───── SOURCE MATERIAL
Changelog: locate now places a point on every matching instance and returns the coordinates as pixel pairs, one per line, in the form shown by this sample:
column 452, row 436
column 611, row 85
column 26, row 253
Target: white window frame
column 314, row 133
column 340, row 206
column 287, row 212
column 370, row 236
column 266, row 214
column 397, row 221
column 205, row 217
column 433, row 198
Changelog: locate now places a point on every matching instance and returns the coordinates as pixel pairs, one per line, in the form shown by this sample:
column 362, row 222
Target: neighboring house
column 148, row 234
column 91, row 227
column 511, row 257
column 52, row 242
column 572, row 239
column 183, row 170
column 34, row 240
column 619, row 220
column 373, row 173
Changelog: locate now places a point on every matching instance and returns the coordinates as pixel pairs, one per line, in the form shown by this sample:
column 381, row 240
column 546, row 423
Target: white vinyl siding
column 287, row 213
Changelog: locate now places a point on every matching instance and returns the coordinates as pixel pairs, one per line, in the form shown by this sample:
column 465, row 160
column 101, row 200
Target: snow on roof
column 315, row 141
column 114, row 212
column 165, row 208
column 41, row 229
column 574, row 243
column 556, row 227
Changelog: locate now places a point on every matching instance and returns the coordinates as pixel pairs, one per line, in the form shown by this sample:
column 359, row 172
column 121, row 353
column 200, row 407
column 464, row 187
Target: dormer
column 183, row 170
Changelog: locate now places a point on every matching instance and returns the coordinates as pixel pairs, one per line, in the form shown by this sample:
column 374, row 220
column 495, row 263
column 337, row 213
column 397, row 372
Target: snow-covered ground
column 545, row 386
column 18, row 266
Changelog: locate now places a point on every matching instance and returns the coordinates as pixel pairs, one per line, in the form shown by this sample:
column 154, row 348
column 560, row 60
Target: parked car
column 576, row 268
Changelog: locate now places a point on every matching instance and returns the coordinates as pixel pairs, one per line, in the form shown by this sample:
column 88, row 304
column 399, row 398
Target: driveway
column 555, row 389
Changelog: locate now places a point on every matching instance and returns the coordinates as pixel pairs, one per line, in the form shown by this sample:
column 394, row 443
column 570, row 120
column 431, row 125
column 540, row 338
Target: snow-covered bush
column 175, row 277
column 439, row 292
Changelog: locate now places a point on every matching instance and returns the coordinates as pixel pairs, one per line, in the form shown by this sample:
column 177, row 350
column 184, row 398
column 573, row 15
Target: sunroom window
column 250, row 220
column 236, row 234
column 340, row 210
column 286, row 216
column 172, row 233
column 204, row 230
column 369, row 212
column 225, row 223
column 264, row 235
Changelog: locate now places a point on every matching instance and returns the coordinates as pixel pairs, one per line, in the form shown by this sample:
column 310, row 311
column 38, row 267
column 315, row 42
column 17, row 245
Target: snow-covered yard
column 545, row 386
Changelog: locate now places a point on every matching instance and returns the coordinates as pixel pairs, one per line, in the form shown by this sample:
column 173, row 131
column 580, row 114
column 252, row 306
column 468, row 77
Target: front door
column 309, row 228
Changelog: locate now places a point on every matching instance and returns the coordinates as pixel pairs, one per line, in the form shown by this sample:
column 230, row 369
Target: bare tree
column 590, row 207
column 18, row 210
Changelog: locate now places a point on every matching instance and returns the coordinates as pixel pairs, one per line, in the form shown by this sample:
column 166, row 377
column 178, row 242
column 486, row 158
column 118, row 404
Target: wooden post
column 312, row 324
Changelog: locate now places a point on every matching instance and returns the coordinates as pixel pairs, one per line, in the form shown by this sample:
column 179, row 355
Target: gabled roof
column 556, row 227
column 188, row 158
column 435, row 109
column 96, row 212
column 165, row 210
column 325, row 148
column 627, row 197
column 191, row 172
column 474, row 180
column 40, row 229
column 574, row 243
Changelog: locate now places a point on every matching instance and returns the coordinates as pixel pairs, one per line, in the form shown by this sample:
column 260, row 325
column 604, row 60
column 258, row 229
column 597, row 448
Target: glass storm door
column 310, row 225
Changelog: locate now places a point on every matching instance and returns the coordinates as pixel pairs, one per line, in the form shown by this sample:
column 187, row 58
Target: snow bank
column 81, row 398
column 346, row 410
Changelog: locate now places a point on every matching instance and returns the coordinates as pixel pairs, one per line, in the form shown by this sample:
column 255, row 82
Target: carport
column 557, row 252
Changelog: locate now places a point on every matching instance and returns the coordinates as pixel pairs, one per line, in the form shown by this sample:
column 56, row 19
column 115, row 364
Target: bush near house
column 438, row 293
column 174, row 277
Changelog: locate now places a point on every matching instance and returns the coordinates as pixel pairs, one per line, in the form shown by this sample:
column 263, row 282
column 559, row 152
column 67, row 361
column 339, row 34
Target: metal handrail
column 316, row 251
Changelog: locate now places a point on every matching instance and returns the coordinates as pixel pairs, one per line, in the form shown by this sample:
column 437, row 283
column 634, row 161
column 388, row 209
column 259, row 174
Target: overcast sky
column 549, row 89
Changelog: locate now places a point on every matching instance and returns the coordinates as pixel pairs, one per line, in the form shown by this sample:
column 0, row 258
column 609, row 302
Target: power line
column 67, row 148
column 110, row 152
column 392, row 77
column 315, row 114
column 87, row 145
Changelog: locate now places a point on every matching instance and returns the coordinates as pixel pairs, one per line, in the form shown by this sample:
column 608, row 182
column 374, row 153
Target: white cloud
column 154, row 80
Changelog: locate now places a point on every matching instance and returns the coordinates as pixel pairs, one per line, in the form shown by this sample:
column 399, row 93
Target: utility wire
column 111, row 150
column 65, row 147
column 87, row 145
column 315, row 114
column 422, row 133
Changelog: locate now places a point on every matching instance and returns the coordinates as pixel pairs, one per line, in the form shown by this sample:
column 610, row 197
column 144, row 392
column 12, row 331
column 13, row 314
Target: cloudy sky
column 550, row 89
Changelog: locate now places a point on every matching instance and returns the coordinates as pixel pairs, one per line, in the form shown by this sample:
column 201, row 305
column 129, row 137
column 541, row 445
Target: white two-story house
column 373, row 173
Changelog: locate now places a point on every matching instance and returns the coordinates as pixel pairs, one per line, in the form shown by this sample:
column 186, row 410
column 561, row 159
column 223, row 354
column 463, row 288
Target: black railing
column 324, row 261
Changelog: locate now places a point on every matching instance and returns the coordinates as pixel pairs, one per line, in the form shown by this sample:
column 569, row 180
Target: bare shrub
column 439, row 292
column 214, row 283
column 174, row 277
──────────
§ REQUIRED WORK: Would you print, exactly as written, every line above from the one holding "column 121, row 353" through the one holding "column 580, row 114", with both included and no other lines?

§ TASK RESULT:
column 121, row 353
column 200, row 407
column 464, row 187
Target: dormer
column 183, row 170
Changelog: locate now places a point on every matching instance and returns the coordinates as pixel pairs, one per line, in the form shown by this sample:
column 374, row 220
column 495, row 263
column 337, row 213
column 397, row 372
Target: snow-covered ground
column 545, row 386
column 18, row 266
Changelog: locate now places a point on every matching instance and returns the coordinates as pixel pairs, one per line, in the form shown by this sample:
column 154, row 348
column 560, row 60
Target: parked car
column 576, row 268
Changelog: locate now places a point on every matching instance and returns the coordinates as pixel pairs, one per line, in the form shown by this sample:
column 88, row 304
column 399, row 398
Target: driveway
column 555, row 389
Changelog: locate now places a point on every matching instance and returns the coordinates as pixel pairs, one per line, in the form shown by this sample:
column 394, row 443
column 570, row 120
column 431, row 125
column 540, row 338
Target: snow-covered bush
column 175, row 277
column 439, row 292
Changelog: locate now places a point on every matching instance and returns the coordinates as pixel pairs, one per line, in the form shown by this sample:
column 177, row 350
column 184, row 398
column 573, row 15
Target: sunroom window
column 250, row 220
column 236, row 234
column 340, row 210
column 286, row 216
column 172, row 233
column 204, row 230
column 369, row 212
column 225, row 223
column 264, row 235
Changelog: locate now places a point on every matching instance and returns the coordinates as pixel pairs, one per line, in the form shown by this sample:
column 310, row 311
column 38, row 267
column 315, row 42
column 17, row 245
Target: snow-covered yard
column 545, row 386
Changelog: locate now places a point on every matching instance and returns the coordinates as pixel pairs, one per line, in the form shown by this sample:
column 173, row 131
column 580, row 114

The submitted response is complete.